Annotated coordinate records:
+ + +
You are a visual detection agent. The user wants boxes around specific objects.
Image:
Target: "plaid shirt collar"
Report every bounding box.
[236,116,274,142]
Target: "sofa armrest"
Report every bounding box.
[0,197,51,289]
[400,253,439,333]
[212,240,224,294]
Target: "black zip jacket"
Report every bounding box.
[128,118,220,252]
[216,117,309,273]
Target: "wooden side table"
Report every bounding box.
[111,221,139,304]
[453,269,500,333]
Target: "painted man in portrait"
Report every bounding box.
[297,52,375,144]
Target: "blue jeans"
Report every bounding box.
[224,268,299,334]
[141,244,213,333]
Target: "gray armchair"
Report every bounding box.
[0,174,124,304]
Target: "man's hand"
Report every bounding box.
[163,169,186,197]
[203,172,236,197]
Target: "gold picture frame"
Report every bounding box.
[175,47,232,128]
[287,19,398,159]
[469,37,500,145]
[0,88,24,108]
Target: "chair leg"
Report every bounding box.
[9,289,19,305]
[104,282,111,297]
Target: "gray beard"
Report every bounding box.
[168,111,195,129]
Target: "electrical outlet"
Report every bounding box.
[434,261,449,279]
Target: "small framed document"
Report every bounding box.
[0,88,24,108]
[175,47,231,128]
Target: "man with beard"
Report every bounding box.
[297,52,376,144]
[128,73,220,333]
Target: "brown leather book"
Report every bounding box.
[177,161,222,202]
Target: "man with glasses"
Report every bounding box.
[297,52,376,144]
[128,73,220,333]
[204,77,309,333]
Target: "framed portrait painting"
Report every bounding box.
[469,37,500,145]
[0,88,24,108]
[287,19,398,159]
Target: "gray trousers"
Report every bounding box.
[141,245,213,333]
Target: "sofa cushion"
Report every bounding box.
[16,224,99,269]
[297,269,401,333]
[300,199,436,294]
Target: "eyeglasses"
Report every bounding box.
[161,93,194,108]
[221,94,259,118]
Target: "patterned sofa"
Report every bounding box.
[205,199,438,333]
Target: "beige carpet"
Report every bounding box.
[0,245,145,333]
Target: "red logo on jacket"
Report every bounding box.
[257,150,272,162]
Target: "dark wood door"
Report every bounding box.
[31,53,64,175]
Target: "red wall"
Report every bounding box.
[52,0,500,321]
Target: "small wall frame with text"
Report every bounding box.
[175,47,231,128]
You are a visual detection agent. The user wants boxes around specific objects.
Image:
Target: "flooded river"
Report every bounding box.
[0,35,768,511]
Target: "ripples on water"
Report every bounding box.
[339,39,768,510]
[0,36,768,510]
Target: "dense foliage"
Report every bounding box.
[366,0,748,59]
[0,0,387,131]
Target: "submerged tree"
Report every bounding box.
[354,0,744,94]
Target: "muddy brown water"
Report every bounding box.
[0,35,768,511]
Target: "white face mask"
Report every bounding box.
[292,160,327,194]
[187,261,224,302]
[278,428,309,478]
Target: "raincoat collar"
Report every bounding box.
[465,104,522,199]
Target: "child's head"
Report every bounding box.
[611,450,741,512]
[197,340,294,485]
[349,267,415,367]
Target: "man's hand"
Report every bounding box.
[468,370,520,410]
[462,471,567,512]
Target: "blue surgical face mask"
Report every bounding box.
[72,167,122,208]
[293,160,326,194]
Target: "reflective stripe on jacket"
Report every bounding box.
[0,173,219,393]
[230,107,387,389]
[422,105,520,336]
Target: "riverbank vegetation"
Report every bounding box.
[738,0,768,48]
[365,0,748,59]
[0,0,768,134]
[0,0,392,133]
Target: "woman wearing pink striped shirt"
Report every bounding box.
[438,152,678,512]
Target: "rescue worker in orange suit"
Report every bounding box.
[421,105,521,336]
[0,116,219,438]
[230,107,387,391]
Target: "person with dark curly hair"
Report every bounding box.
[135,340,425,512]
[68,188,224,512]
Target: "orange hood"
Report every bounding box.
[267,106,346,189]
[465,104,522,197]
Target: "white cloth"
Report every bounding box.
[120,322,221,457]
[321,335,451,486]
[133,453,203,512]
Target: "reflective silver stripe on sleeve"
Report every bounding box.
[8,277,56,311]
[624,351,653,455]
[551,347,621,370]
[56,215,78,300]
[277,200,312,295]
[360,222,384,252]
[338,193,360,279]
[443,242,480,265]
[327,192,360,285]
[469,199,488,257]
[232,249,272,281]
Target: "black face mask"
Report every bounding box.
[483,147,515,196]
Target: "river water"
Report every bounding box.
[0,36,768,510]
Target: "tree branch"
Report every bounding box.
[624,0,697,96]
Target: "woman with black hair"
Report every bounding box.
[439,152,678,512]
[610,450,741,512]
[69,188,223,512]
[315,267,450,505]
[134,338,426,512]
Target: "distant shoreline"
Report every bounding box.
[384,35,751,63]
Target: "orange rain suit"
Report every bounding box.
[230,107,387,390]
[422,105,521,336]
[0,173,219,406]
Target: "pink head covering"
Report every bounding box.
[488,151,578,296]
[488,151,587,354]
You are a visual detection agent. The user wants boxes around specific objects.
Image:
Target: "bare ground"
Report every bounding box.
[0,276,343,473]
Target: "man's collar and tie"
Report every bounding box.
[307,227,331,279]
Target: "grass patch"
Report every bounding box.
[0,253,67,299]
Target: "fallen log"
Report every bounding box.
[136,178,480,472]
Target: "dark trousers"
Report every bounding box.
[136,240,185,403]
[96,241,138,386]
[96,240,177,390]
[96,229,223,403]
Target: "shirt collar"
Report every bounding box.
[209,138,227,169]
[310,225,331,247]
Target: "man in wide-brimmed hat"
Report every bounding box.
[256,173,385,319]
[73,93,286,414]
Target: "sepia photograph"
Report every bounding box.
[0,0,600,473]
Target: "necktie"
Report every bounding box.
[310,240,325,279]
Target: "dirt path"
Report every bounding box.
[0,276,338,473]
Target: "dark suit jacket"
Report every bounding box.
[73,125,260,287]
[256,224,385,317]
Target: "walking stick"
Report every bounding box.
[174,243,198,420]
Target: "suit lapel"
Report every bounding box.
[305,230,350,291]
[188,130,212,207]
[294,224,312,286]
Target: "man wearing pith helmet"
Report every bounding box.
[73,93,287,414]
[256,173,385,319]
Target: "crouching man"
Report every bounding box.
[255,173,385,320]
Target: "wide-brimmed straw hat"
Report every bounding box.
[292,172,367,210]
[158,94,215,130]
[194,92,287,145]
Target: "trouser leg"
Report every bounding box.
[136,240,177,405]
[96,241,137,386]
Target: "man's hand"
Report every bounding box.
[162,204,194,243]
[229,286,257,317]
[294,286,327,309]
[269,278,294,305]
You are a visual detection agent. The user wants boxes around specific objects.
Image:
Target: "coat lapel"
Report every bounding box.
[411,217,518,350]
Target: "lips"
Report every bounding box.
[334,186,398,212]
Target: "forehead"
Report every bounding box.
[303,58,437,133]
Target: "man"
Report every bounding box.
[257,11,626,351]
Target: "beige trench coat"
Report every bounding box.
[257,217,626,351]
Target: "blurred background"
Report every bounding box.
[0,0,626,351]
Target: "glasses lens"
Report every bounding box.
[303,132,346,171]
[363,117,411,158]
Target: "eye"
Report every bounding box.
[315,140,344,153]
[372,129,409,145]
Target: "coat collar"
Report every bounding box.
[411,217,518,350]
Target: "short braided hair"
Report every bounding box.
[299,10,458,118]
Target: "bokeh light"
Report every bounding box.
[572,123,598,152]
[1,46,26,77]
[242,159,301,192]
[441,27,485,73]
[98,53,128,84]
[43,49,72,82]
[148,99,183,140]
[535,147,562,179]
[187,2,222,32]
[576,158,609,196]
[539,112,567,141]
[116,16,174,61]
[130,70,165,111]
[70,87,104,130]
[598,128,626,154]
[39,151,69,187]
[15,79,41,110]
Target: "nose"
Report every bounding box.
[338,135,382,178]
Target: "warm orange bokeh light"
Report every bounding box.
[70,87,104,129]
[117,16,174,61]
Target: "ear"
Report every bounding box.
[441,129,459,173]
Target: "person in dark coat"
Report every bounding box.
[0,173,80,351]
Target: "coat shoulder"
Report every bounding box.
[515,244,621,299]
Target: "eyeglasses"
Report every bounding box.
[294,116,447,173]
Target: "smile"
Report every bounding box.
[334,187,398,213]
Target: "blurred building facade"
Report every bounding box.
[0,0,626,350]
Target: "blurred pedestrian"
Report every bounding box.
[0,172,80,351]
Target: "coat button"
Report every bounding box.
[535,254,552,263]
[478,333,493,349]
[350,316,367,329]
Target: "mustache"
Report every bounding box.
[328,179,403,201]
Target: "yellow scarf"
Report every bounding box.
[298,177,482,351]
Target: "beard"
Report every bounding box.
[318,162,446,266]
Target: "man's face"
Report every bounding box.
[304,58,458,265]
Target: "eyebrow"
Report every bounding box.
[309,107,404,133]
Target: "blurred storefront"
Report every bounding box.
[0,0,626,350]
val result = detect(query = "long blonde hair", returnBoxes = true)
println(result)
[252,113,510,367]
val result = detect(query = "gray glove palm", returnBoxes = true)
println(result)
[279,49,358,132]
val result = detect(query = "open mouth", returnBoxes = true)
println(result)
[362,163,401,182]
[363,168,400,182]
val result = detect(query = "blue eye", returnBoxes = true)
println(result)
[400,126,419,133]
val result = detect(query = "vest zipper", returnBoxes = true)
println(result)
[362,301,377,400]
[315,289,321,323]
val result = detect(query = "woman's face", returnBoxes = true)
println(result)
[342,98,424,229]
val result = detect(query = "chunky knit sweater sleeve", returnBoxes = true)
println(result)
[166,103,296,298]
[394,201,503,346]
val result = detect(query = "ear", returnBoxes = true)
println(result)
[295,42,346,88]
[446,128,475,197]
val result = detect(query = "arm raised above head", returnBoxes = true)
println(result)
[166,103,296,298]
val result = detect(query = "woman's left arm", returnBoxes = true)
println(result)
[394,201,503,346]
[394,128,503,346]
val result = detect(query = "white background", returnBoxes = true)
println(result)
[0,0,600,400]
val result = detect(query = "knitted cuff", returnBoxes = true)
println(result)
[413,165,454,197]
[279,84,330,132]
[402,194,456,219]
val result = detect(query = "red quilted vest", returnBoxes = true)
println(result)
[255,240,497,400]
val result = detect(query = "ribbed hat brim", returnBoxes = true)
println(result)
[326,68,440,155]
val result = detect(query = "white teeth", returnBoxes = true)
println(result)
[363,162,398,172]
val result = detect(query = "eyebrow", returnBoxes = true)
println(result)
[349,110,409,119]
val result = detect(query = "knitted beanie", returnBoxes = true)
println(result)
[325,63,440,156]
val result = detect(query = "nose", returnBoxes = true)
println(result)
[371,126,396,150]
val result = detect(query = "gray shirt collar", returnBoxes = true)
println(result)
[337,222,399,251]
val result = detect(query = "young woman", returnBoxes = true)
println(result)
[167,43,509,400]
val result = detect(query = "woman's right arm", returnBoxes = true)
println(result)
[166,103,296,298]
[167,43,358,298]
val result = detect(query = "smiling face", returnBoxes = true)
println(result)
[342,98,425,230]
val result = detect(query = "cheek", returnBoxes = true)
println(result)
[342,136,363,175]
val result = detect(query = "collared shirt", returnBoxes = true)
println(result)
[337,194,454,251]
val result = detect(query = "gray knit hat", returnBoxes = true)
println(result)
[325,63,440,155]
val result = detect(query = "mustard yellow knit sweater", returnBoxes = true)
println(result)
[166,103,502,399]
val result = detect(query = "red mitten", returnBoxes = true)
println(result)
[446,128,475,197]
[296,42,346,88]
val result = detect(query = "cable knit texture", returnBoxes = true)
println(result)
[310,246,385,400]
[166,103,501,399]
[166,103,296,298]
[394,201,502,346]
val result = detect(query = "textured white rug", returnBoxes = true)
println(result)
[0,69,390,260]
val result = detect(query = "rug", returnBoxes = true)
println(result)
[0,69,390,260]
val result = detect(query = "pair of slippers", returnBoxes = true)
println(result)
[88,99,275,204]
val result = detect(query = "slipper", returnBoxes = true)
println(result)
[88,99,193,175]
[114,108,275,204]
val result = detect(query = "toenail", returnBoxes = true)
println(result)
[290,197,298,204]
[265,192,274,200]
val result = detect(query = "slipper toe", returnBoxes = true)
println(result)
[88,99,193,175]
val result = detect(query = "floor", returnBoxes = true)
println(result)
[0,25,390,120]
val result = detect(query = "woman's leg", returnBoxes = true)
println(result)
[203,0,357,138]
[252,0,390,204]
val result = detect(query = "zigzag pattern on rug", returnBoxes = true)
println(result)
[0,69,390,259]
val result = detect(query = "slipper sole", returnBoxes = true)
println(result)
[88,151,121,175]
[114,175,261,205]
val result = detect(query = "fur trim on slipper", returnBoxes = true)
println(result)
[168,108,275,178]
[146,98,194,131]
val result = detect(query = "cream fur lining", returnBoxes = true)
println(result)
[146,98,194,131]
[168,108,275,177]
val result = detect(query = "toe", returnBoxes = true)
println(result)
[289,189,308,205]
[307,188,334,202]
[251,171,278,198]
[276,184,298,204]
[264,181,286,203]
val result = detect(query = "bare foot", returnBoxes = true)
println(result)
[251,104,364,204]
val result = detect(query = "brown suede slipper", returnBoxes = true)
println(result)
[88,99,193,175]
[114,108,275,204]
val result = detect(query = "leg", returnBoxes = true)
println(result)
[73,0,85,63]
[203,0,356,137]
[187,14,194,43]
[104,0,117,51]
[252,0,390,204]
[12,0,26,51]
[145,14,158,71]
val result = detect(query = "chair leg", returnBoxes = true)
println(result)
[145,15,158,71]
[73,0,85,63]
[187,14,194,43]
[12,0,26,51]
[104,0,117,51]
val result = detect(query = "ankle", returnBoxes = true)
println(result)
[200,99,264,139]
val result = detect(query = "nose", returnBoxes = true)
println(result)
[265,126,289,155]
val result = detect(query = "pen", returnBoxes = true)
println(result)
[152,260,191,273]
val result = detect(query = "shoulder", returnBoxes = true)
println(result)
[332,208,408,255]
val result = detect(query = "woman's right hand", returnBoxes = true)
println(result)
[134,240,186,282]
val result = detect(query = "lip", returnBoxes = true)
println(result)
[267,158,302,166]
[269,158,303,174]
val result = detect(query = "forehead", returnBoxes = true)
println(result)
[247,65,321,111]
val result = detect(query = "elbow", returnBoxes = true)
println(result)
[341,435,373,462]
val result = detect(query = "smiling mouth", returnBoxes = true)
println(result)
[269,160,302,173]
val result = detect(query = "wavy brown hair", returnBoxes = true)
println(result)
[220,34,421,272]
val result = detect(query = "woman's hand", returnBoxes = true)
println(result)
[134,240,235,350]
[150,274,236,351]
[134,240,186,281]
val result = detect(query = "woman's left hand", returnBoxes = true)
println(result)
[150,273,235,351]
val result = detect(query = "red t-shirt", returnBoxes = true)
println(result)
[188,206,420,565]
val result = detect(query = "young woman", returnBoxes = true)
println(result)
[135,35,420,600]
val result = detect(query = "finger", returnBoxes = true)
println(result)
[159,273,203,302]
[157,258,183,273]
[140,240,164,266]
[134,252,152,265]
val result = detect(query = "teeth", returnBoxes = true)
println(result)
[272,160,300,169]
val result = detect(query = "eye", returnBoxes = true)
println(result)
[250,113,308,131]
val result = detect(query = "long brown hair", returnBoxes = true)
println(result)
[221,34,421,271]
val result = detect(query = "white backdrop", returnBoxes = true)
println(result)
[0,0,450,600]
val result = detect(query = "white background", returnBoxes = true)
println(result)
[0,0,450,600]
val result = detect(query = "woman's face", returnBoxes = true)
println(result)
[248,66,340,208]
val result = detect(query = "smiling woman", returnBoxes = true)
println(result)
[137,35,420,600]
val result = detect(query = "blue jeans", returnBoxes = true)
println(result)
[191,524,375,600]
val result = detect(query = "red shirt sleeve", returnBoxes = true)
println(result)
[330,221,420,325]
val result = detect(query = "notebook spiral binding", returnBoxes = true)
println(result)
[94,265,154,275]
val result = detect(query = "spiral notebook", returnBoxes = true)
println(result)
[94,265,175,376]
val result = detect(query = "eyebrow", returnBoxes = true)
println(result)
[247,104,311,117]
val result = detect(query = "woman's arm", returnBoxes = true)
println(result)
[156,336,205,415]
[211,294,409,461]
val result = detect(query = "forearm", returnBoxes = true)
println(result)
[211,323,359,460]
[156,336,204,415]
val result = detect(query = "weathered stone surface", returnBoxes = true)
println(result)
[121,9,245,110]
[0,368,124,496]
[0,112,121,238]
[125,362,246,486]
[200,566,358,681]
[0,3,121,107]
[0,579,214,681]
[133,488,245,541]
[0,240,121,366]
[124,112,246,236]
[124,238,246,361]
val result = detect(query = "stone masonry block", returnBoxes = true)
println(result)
+ + +
(Set problem) Report every line above that contains the string "suit", matching case exactly.

(The answer)
Target: "rescue worker in orange suit"
Target: "orange rain suit"
Target: "dark suit jacket"
Target: "suit lapel"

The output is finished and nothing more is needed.